-- Directions --
Using the records below, copy out exactly the line that contains "Expected: the pointer indicates a point on the dark" and every line that follows it, up to and including the last, and no others.

--- start of Supplied material ---

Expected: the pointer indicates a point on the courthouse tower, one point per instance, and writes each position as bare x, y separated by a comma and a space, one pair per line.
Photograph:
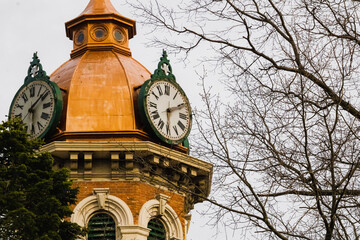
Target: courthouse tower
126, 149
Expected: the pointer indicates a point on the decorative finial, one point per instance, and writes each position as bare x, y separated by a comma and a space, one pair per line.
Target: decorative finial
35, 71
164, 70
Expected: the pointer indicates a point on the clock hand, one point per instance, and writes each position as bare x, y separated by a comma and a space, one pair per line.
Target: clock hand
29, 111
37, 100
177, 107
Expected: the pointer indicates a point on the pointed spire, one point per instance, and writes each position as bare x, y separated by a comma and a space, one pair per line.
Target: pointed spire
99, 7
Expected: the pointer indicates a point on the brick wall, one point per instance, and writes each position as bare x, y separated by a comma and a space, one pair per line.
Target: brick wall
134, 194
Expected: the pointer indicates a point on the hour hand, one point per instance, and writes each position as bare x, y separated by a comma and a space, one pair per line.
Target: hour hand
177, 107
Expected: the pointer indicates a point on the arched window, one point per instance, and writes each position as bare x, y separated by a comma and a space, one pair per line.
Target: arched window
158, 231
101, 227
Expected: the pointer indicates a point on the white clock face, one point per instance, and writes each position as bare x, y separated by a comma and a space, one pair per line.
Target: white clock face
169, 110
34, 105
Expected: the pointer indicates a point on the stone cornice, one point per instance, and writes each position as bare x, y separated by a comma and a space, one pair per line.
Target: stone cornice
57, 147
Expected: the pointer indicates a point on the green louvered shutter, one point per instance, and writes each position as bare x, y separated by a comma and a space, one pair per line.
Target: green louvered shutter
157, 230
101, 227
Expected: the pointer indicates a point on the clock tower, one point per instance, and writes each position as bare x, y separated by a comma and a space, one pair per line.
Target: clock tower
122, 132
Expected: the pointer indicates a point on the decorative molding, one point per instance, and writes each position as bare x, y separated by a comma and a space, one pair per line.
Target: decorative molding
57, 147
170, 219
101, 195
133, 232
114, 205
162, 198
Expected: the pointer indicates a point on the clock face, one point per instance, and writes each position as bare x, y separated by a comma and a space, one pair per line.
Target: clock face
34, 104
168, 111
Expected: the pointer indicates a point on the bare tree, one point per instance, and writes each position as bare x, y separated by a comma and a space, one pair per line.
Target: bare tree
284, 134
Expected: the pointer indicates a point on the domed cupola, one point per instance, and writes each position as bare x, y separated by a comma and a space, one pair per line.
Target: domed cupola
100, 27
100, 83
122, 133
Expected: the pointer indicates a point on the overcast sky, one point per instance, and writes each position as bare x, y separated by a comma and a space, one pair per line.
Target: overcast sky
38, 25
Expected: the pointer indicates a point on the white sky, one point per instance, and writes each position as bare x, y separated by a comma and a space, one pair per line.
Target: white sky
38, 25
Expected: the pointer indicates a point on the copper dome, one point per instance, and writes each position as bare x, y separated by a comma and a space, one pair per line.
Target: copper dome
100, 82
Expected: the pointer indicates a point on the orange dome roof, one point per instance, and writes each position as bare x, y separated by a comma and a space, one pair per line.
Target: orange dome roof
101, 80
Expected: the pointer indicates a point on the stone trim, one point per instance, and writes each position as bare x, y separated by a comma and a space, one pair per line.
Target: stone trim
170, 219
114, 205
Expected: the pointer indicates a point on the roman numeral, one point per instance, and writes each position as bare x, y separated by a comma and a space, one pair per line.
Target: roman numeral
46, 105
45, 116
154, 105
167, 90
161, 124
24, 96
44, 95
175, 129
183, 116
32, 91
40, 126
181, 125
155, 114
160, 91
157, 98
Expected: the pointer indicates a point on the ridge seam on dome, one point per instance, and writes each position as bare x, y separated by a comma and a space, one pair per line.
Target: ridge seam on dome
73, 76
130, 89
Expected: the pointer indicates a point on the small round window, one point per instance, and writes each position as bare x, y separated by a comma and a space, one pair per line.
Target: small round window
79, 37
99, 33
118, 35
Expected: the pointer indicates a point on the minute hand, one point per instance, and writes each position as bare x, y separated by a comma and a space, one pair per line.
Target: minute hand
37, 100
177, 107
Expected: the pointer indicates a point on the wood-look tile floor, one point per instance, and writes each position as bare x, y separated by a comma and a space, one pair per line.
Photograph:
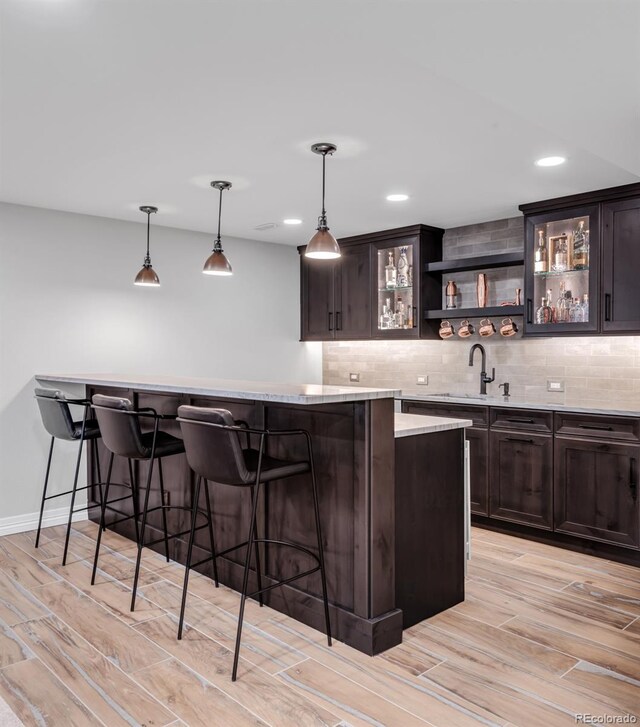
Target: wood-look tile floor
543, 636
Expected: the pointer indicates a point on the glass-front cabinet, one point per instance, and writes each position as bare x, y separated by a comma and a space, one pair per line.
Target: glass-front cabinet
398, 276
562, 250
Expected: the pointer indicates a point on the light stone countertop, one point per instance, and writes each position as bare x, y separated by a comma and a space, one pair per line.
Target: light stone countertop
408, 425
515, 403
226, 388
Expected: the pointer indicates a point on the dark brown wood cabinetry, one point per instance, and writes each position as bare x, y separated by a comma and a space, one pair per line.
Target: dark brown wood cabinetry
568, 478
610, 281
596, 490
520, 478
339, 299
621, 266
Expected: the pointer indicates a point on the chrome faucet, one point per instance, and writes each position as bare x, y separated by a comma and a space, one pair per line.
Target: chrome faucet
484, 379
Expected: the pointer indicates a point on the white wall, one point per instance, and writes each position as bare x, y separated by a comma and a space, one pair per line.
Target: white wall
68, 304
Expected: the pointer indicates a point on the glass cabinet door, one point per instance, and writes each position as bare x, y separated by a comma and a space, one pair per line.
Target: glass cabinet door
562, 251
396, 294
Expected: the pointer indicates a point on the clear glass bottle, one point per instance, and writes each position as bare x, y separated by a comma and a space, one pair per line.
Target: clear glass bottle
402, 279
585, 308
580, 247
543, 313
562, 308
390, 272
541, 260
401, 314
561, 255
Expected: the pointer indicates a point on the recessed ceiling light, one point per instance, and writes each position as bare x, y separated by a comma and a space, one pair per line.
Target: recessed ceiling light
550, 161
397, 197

--- end of Supplied material ---

-- The result --
Expected: the pointer indicates a point on the dark brown wood cabinetry, one point per instance, and writes each position as bare x, y separated by a comma and a space, one pair per line.
Target: dark brown wood cabinetry
568, 478
610, 281
596, 490
520, 478
339, 299
621, 266
Expected: the pointer indicates a point on the chrome faucet, one point per instance, and writes each position as bare x, y separated by a comma and a space, one pair per line.
Target: chrome faucet
484, 379
Expected: the pointer indicates a point on the white wall, one point per instance, and writes each position as bare x, y separated by a comma and a space, one pair per line.
Target: white wall
68, 304
Expected: the pointer indicates a point on the glass cabinet door, one point per instance, and writes each position as bare x, y separated by a comma and a space, one pair per line.
Target: glass cabinet door
562, 251
396, 294
Expected: the pointer indicates a point on the clear glass bottle, one point per instance, and writes each position as bare x, y separated by a comma and a space, one pair per line.
Target: clear glass bottle
402, 279
585, 308
580, 247
543, 313
562, 308
390, 272
541, 260
401, 314
561, 255
Expected: the pointer indicates a point on the recessed ceiling light, one point per instance, and writes each position as bare x, y separated by a comma and a space, one pair per line.
Target: recessed ceiling light
550, 161
397, 197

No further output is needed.